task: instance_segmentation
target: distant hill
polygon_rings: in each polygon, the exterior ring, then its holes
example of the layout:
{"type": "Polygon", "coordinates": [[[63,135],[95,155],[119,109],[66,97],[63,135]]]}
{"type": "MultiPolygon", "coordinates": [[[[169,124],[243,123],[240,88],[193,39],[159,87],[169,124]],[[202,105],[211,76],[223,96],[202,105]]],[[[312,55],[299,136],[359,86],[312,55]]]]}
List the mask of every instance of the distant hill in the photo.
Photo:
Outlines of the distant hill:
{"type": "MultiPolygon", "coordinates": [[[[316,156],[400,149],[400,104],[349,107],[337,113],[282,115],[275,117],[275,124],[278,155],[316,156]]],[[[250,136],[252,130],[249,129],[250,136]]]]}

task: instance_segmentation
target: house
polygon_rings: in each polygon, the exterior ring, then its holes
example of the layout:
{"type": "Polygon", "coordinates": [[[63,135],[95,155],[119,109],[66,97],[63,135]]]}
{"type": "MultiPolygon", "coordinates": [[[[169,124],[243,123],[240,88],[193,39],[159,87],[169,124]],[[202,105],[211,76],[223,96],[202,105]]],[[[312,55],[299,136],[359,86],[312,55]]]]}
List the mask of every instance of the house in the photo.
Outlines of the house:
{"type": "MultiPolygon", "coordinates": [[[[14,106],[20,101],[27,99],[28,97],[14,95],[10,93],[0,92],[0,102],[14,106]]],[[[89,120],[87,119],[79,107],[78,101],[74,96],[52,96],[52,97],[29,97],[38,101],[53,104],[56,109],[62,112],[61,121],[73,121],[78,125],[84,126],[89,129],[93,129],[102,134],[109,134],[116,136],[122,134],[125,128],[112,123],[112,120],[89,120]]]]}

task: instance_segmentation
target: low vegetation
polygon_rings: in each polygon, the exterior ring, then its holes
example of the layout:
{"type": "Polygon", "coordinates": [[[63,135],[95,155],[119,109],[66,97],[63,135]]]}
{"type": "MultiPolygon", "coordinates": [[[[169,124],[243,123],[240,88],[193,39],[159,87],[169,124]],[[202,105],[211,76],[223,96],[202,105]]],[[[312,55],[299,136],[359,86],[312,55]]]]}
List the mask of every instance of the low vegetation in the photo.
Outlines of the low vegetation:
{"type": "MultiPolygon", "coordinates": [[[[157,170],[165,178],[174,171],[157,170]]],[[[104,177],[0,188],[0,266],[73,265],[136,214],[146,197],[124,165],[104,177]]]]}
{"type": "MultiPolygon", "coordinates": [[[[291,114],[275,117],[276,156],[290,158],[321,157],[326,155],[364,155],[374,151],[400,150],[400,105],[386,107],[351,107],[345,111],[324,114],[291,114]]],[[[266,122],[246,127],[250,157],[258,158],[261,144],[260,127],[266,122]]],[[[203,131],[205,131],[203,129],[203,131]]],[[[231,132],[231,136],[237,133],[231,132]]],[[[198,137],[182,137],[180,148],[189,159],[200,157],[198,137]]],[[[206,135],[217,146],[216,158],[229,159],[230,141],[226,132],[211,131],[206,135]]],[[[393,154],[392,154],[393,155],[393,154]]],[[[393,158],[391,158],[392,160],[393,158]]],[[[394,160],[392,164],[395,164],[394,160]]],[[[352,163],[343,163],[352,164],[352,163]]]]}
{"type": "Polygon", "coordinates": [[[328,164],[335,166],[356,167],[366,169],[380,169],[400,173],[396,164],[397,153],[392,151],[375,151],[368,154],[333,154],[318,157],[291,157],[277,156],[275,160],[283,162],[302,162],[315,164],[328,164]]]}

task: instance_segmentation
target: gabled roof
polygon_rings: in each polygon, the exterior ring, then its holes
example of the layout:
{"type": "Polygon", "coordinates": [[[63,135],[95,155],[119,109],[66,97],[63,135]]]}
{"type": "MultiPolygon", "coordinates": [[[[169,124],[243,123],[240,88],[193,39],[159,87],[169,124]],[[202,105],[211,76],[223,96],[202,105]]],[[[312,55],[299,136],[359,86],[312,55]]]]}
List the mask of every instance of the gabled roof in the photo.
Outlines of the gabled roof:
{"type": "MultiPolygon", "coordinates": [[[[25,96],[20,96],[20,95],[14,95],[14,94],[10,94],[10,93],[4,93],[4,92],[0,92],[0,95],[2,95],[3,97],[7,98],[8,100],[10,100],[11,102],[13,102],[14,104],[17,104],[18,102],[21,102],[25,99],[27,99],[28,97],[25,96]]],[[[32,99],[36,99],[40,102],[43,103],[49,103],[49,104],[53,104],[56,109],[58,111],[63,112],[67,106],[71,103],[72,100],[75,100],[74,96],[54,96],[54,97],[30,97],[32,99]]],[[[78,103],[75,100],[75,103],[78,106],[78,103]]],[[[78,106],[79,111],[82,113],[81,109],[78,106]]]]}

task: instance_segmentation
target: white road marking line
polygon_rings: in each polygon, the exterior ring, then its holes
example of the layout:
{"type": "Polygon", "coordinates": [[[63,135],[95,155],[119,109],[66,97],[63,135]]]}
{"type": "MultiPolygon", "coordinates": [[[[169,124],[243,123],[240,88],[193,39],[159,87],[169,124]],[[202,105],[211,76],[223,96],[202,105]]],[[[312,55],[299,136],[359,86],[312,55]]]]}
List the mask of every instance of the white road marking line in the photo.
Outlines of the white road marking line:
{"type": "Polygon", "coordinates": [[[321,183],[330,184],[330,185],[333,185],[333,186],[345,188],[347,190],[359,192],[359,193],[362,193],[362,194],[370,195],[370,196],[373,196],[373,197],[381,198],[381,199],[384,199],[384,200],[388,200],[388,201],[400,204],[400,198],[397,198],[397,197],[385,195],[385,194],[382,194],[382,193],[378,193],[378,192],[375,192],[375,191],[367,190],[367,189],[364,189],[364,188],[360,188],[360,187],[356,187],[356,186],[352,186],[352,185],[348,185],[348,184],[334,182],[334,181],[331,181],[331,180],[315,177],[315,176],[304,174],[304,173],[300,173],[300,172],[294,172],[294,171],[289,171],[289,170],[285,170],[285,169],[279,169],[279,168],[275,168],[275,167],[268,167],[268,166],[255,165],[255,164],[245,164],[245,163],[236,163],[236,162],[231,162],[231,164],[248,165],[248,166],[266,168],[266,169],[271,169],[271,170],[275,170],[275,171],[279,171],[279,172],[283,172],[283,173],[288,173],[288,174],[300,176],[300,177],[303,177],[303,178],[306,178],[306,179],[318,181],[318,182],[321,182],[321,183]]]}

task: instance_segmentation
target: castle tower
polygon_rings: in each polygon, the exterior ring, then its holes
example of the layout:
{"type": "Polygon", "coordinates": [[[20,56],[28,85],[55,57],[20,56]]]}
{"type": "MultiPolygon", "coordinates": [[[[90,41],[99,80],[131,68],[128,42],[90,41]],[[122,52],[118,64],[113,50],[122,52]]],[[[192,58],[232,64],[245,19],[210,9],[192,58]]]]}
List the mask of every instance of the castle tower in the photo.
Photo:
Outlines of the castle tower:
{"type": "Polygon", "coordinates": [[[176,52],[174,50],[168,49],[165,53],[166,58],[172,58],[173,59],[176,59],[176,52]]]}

> Aim
Pull out every line of the data that contains the word "hill", and treat uppercase and lowercase as different.

> Correct response
target: distant hill
List the mask of every instance of the distant hill in the photo.
Outlines of the distant hill:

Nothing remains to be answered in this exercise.